Work to do
Reproduce the portion of the interview below from "The Interview UK" up to and including "they can be.", keeping every word and mark unchanged.

The Interview UK
The University of Westminster
Deputy Vice-Chancellor for Education

Sal Jarvis

Education must be student-focused. Knowledge is not relevant unless learning is understood, communicated, and shared. It is a university’s job to enable this, allowing students to be the absolute best they can be. 

Sal Jarvis, Deputy Vice-Chancellor for Education at the University of Westminster, refers to herself as a learner-centred individual. She sat down with Charles Sin, Co-host of The Interview, to discuss her journey into Higher Education, the extensive initiatives she has been involved in, and the unique challenges of working at a university. 

Sal's Journey

Charles: Can you please give us an introduction to your role and institution? 

I have been at Westminster since January 2020. I joined about eight weeks before lockdown, which was an interesting time to join. I am Deputy Vice-Chancellor for Education, which means my portfolio runs across anything to do with educating students. Westminster was London’s first polytechnic; it was about breaking down barriers then, which continues to this day. Our values are compassion, responsibility, and being progressive. About 50% of our students are first-generation, and 64% of our students are not White British, so we have a really vibrant, lively student body that is great to work with.

Material shown
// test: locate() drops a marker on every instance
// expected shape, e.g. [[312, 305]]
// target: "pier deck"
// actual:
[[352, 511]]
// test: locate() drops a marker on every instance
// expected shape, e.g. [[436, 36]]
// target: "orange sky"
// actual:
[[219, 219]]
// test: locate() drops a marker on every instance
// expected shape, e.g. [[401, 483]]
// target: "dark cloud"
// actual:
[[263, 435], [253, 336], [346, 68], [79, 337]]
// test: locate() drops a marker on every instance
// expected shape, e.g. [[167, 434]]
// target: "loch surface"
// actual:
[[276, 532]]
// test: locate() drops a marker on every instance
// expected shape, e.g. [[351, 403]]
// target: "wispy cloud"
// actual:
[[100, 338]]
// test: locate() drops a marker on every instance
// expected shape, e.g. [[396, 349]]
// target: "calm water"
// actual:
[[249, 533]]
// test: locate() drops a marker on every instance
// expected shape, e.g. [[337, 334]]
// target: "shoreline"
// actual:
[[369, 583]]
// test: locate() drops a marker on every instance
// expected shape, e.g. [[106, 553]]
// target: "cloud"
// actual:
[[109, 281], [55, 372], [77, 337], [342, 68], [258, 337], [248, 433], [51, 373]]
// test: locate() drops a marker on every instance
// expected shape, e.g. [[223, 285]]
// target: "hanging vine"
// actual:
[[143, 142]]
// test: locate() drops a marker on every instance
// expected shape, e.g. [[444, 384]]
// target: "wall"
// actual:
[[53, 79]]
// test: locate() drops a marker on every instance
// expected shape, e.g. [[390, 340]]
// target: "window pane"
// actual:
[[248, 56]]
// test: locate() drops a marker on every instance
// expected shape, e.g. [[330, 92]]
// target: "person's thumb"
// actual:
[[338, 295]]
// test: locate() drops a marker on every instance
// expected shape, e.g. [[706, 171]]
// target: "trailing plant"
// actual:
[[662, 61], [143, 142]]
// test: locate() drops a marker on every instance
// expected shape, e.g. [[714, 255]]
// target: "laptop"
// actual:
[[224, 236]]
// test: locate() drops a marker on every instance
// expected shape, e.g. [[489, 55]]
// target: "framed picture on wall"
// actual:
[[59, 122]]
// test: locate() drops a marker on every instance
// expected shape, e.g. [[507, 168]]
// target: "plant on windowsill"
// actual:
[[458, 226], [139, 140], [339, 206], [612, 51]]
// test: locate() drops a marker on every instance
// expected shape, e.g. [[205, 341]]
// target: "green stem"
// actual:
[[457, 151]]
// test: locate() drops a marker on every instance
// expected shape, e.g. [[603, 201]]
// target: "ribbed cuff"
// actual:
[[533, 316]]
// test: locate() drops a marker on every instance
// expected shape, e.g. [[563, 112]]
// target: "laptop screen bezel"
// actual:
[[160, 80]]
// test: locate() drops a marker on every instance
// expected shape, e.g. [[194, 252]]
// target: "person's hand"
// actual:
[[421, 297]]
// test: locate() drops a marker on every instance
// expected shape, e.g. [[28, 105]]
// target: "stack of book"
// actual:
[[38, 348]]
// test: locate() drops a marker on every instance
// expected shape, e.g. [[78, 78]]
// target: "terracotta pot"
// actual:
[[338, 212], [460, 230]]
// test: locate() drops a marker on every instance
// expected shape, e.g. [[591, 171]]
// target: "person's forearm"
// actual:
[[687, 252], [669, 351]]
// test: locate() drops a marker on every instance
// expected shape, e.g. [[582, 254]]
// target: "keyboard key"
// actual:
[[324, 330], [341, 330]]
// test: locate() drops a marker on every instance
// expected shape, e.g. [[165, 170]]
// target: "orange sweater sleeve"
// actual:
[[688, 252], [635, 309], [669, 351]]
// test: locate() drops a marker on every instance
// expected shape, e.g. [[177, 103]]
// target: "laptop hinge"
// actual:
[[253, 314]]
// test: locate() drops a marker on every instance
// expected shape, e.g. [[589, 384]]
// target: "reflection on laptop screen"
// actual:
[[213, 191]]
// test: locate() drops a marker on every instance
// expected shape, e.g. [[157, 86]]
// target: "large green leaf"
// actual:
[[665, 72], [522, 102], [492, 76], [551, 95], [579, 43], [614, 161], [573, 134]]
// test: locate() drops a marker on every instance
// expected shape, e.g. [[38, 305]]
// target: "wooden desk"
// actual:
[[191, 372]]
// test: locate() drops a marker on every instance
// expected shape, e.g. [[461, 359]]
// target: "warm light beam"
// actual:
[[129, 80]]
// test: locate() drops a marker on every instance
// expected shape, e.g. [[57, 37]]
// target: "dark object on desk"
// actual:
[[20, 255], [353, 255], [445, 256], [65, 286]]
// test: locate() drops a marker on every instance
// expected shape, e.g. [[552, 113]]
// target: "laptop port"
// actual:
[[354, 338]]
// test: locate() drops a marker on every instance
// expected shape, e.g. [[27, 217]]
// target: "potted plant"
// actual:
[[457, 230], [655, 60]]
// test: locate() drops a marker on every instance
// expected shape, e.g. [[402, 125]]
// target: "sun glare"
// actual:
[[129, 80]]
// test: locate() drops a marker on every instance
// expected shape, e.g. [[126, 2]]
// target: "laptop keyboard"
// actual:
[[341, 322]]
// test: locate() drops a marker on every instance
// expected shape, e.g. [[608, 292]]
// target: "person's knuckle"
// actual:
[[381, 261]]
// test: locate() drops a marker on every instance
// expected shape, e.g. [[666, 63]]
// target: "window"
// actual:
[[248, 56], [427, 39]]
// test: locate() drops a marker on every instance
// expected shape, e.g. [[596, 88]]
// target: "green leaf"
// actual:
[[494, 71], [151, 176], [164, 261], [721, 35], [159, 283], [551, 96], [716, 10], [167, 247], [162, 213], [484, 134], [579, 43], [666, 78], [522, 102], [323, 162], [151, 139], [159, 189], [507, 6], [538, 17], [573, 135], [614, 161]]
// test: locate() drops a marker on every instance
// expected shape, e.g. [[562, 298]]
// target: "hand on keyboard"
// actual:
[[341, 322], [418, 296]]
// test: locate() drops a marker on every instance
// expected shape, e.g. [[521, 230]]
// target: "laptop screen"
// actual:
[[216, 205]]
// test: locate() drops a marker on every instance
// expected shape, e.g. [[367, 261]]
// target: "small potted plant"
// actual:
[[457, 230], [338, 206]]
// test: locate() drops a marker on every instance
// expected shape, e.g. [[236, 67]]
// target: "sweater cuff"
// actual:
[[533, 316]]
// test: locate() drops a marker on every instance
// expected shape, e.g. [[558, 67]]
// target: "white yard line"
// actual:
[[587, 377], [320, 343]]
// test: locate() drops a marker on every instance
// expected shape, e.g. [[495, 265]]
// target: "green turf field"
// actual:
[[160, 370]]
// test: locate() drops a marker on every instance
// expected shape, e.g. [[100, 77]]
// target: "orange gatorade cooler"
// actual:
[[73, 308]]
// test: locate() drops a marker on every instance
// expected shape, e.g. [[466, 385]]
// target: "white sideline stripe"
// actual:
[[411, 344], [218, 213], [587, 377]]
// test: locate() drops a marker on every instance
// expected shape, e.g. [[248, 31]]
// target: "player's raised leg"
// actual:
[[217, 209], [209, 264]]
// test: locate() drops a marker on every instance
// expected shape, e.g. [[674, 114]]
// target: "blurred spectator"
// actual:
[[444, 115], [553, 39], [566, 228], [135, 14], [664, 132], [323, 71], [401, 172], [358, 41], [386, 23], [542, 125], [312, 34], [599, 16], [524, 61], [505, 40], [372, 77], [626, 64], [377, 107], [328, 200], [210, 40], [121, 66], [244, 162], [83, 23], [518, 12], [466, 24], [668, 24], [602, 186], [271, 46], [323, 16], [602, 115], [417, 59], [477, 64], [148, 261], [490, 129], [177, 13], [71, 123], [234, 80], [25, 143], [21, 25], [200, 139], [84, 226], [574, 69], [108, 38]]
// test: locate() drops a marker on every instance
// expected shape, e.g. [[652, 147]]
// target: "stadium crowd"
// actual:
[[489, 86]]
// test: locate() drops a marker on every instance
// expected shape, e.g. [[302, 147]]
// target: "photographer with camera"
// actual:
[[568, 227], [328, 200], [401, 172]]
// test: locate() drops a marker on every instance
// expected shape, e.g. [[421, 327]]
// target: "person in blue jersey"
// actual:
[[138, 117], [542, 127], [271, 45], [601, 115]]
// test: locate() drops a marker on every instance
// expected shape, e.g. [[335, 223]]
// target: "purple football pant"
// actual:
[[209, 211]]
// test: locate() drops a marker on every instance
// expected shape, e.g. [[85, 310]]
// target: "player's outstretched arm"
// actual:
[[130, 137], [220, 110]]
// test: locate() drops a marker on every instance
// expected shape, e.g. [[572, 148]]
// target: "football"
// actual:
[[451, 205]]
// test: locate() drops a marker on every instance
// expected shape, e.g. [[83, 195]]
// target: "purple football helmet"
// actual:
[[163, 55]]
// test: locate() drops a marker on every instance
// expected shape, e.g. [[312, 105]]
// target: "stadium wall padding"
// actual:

Response
The Interview UK
The University of Westminster
Deputy Vice-Chancellor for Education

Sal Jarvis

Education must be student-focused. Knowledge is not relevant unless learning is understood, communicated, and shared. It is a university’s job to enable this, allowing students to be the absolute best they can be.